## Given passage
§ §

The rapid growth of internet user creates challenges for the internet management groups and the service providers. Everyday infrastructure of internet is expending and we surf internet everywhere even in remote area. Increased of usage also increase online devices. comScore Network announced in March 2007 that ", today announced that 747 million people, age 15+, used the Internet worldwide in January 2007, a 10-percent increase versus January 2006" and we will a brief description in appendix 1 of internet users growth from "comScore Network" . Since then internet usage is increasingly growing. In addition we have started with internet protocol addressing called IPv4 and design just for 32 bit address which can support total number of device 4,294,967,296 and nobody thought that this slot will be full.
Beside the 4 billion addressing is getting full we have another problem in IPv4 which is security at IP Level: When we communicate at unrestricted medium we have to encrypt data to conserve security and privacy. After a passage of time we have now security for IPv4 packets. This security knows as internet protocol security or IPSec but this is not compulsory for IPv4.
Furthermore we have to concern with the quality of service in IPv4 because today the user of internet is not limited with browsing and searching of data only; but users are well aware of text and voice and video conference and online video libraries so these communication need real time data transfer for quality of service and we use UDP (User Data-gram Protocol) or TCP (Transmission Control Protocol).IPv4 TOS field has incomplete functionality and, over time, has been redefined and locally interpreted. Additionally, payload identification that uses a TCP or UDP port is not possible when the IPv4 packet payload is encrypted.
Finally IPv4 challenge many problem we have recite them above and clearly that we must change this Internet Protocol and migrate to IPv6 that was publish in December 1998 to solve most of challenges of the IPv4 specially the address with 128 bit that can support 3.4Ã-1038 address, This expansion provides flexibility in allocating addresses and routing traffic and eliminates the primary need for network address translation (NAT).
Migration technology overview:
The transition between the IPv4 Internet in the present day and the IPv6 Internet of the upcoming days will be a long process. A mechanism for ensuring soft, stepwise and independent switch to IPv6 services is required such a mechanism must help the seamless coexistence of IPv4 and IPv6 nodes during the transition time. A different method of technology exists to facilitate the migration to IPv6 these technologies will be discussed above according to the basic categories.

§ §

Named region outline records
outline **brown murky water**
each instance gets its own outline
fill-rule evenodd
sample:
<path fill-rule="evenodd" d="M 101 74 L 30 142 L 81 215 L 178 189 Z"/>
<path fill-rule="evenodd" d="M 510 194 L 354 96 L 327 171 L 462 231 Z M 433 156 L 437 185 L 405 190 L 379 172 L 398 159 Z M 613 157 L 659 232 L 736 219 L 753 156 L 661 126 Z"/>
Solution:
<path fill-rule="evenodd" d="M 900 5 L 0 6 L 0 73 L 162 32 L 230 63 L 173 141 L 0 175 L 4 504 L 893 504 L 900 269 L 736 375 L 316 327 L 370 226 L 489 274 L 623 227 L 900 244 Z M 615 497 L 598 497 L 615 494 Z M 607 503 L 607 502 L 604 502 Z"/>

§ §

## Objectives
1: Using the text on IPv4 and IPv6, answer these questions:
(a) According to comScore Network, how many people aged 15 and over used the Internet worldwide in January 2007?
(b) What is the security for IPv4 packets called?
(c) When was IPv6 published?
2: Convert the lines of the region outline records into a JSON list of strings, with one string per line and any blank lines omitted.
The text and the records have no connection to each other.

## Outputs in order
1:
(a) 747 million people.
(b) Internet protocol security, or IPSec.
(c) December 1998.

2:
[
  "outline **brown murky water**",
  "each instance gets its own outline",
  "fill-rule evenodd",
  "sample:",
  "<path fill-rule=\"evenodd\" d=\"M 101 74 L 30 142 L 81 215 L 178 189 Z\"/>",
  "<path fill-rule=\"evenodd\" d=\"M 510 194 L 354 96 L 327 171 L 462 231 Z M 433 156 L 437 185 L 405 190 L 379 172 L 398 159 Z M 613 157 L 659 232 L 736 219 L 753 156 L 661 126 Z\"/>",
  "Solution:",
  "<path fill-rule=\"evenodd\" d=\"M 900 5 L 0 6 L 0 73 L 162 32 L 230 63 L 173 141 L 0 175 L 4 504 L 893 504 L 900 269 L 736 375 L 316 327 L 370 226 L 489 274 L 623 227 L 900 244 Z M 615 497 L 598 497 L 615 494 Z M 607 503 L 607 502 L 604 502 Z\"/>"
]